Data items:

** Begin **

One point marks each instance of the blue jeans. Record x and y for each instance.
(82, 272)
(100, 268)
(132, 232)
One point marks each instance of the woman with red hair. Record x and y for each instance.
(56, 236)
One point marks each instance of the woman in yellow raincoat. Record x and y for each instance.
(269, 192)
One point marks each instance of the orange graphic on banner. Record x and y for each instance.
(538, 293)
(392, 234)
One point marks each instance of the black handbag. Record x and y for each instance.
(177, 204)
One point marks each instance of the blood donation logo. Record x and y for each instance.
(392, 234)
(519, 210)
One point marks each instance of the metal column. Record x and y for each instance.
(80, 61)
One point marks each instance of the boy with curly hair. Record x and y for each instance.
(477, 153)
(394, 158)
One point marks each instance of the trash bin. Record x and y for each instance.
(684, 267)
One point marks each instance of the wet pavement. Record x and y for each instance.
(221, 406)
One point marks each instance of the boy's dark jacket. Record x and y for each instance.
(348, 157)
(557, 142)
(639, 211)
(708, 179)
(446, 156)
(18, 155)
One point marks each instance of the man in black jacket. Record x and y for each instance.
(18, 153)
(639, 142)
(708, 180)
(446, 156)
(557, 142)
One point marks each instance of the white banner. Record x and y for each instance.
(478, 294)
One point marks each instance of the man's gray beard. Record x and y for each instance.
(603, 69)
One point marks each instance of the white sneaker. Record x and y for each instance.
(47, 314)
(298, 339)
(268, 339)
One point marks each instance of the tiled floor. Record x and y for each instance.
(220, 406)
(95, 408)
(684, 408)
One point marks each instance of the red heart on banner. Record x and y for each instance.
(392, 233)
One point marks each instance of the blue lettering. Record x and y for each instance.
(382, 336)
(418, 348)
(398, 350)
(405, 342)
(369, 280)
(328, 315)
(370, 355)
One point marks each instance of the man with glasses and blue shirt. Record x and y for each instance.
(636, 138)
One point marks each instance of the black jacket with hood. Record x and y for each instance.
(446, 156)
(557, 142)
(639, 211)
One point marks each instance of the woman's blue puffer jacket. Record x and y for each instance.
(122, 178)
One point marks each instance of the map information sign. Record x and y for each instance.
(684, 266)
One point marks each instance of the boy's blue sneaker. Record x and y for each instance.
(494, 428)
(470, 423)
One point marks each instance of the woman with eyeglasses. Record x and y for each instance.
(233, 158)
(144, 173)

** End **

Return every line of the listing above word for word, changing nothing and leaving nothing out.

■ Answer for this exercise ■
One point marks each instance of the blue jeans. Record x and y for each instance.
(82, 272)
(100, 268)
(132, 232)
One point marks each instance of the woman with red hair. Record x and y for each instance.
(56, 236)
One point marks each instance of the woman in yellow raincoat. Record x and y for each instance.
(269, 192)
One point marks each instance of the orange graphic on banner. Record x and y for each instance.
(538, 293)
(392, 234)
One point marks each instance of the black handbag. Record x and y for each instance.
(177, 204)
One point marks each instance of the blood donation logo. Record x and y for each instance.
(392, 234)
(519, 210)
One point marks each instance of the metal column. Record x and y for each instance.
(80, 61)
One point marks each instance of the boy with curly hair. Record x and y for each instance.
(477, 153)
(394, 158)
One point marks each instance of the trash bin. Record x and y for each instance.
(684, 267)
One point marks each instance of the wet pavement. Record x and y for each instance.
(221, 406)
One point marks each instance of the boy's dark jacket. Record x and y for each instance.
(348, 157)
(557, 142)
(639, 211)
(708, 179)
(446, 156)
(18, 155)
One point marks each instance of the man in black jacket. Record x and y for each instance.
(18, 153)
(639, 142)
(708, 180)
(446, 156)
(557, 142)
One point marks each instance of the white banner. Record x and y for each instance.
(478, 294)
One point marks each instance of the man's gray beard. Record x and y for each instance.
(603, 69)
One point marks each instance of the white sneaker. Record x and y for each instance.
(47, 314)
(298, 339)
(268, 339)
One point marks each instance of the tiled floor. Record x and y for each instance.
(220, 406)
(95, 408)
(684, 408)
One point marks each instance of the red heart on banner. Record x and y for each instance.
(392, 233)
One point marks each instance of the blue lettering. Record x and y for each instance.
(382, 336)
(418, 348)
(398, 350)
(405, 342)
(369, 280)
(328, 315)
(370, 355)
One point marks each instance of the man with glasses and blue shirt. Record x and y for each instance.
(636, 138)
One point marks each instance of the black jacket with hood. Record x and y for each instance.
(446, 156)
(557, 142)
(639, 211)
One point marks each instance of the woman's blue puffer jacket. Record x and y for each instance.
(122, 178)
One point marks each instance of the map information sign. Record x and y for each instance.
(684, 266)
One point marks each instance of the boy's blue sneaker. Record x and y for each instance.
(494, 428)
(470, 423)
One point marks each instance of the woman with eyeglasses. Record x and y for each instance.
(233, 158)
(144, 173)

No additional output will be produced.